# Textauszug:
◆ ◆ ◆
Elsau-Schlatt verzichtet auf eine Million Franken – gegen den Antrag der Behörde hat die Schulgemeindeversammlung entschieden, das Lehrerhaus nicht zu verkaufen, das von einer Familie bewohnt wird.
Samuel Krebs: Das habe ich auch gelesen.

Was hat das bei Ihnen ausgelöst?
Für die Gemeinde ist nichts verloren. Sie bleibt im Besitz der Liegenschaft, ist aber eventuell gezwungen, zu investieren.

Sie setzen sich für den Erhalt der «Post» Adlikon ein. Sehen Sie einen Zusammenhang?
Unsere Gemeinde, nicht nur der Gemeinderat, ist kaum gewillt, Investitionen in solche Gebäude zu tätigen. Und das verstehe ich auch – es ist nicht Aufgabe einer Gemeinde, ein Restaurant zu besitzen. Früher mit der Verwaltung im gleichen Haus war das noch sinnvoll, heute weniger. Private oder eine Genossenschaft können auch pragmatischer sanieren und umbauen.

Gibt Ihnen das Beispiel aus Elsau-Schlatt Hoffnung?
Die ist sowieso vorhanden. Wenn die Gemeinde auf Geld verzichtet, hat die Bevölkerung der ganzen Region die Gewähr, dass das Restaurant in seiner Form mit Garten und Saal erhalten bleibt. Genau dieser Saal rechnet sich bei einem Investor vielleicht nicht, wir sehen ihn als Zugabe.

Seit Mitte Februar ist die «Post» geschlossen, was fehlt seither in Adlikon?
◆ ◆ ◆
# Aufgabe A:
Seit wann ist die «Post» in Adlikon laut dem Interview geschlossen?
# Aufgabe B:
Entnehmen Sie dem Interview wortgetreu die Passage von „Samuel Krebs: Das“ bis einschließlich „sanieren und umbauen.“.

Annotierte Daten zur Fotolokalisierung
◆ ◆ ◆
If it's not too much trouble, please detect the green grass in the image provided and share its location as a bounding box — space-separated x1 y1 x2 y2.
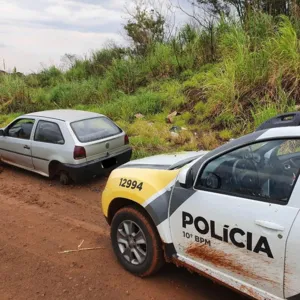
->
0 13 300 157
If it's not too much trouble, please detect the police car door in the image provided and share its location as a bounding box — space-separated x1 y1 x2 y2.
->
169 140 300 297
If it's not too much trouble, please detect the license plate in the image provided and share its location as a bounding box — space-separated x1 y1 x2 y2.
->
102 157 117 169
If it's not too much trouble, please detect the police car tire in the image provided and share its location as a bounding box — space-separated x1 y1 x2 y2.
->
111 206 165 277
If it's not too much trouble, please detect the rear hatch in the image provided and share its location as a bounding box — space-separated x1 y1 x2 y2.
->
71 116 129 167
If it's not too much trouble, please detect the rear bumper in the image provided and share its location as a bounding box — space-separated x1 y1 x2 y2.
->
62 148 132 182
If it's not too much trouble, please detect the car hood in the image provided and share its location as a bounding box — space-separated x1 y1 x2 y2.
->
120 151 208 170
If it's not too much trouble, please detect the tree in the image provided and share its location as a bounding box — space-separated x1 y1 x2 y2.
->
124 3 166 55
196 0 299 20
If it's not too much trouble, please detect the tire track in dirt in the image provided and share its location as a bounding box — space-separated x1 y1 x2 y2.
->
0 166 241 300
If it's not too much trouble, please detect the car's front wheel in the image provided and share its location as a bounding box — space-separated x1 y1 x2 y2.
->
111 206 164 277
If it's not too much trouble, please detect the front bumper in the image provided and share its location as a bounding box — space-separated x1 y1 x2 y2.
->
62 148 132 182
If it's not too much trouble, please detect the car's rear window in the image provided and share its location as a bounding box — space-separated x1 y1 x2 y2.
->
71 117 122 143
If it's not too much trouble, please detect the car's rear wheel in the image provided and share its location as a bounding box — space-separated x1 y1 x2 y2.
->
111 206 164 277
59 171 71 185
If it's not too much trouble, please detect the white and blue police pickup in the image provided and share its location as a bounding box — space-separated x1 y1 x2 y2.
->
102 113 300 300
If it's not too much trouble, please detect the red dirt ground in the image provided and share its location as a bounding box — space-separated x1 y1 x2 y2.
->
0 166 241 300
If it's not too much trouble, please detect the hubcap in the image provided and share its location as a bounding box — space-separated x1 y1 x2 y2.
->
117 220 147 265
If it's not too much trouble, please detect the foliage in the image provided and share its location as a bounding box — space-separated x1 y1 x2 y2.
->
0 11 300 157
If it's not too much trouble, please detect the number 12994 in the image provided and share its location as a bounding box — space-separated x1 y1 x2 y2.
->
119 178 143 191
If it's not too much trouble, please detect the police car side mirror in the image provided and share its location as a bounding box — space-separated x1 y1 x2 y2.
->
178 168 194 189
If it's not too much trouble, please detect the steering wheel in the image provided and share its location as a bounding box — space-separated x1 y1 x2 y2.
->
232 158 259 190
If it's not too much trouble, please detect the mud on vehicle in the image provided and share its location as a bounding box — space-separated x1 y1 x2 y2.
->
102 113 300 299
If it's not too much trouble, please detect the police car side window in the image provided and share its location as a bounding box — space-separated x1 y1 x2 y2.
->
195 139 300 204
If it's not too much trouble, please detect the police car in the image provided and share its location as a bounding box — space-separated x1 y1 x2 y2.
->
102 113 300 299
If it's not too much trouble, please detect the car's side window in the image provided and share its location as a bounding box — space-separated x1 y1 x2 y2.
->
34 121 65 145
6 119 35 140
195 139 300 204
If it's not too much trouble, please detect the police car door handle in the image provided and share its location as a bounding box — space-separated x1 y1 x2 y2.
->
255 220 284 231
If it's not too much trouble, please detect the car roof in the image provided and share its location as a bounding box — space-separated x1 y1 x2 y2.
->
25 109 103 122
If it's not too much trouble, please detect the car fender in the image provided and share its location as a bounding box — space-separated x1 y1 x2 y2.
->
102 168 179 243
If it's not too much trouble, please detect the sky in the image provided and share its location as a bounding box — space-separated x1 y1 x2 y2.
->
0 0 189 73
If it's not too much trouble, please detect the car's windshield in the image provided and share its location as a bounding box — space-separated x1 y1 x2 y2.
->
71 117 121 143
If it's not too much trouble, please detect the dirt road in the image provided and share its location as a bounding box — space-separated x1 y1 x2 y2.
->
0 167 241 300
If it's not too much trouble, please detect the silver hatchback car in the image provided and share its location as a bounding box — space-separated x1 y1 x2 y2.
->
0 110 132 184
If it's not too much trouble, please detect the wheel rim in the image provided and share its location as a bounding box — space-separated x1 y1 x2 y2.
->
117 220 147 265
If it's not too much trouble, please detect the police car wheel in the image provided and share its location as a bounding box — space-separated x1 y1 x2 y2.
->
111 206 164 277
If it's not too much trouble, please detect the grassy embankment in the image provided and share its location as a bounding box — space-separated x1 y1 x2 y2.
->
0 14 300 157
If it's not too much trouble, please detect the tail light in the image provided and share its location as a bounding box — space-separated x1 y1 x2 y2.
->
73 146 86 159
124 134 129 145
◆ ◆ ◆
# Antwort A:
Seit Mitte Februar.

# Antwort B:
Samuel Krebs: Das habe ich auch gelesen.

Was hat das bei Ihnen ausgelöst?
Für die Gemeinde ist nichts verloren. Sie bleibt im Besitz der Liegenschaft, ist aber eventuell gezwungen, zu investieren.

Sie setzen sich für den Erhalt der «Post» Adlikon ein. Sehen Sie einen Zusammenhang?
Unsere Gemeinde, nicht nur der Gemeinderat, ist kaum gewillt, Investitionen in solche Gebäude zu tätigen. Und das verstehe ich auch – es ist nicht Aufgabe einer Gemeinde, ein Restaurant zu besitzen. Früher mit der Verwaltung im gleichen Haus war das noch sinnvoll, heute weniger. Private oder eine Genossenschaft können auch pragmatischer sanieren und umbauen.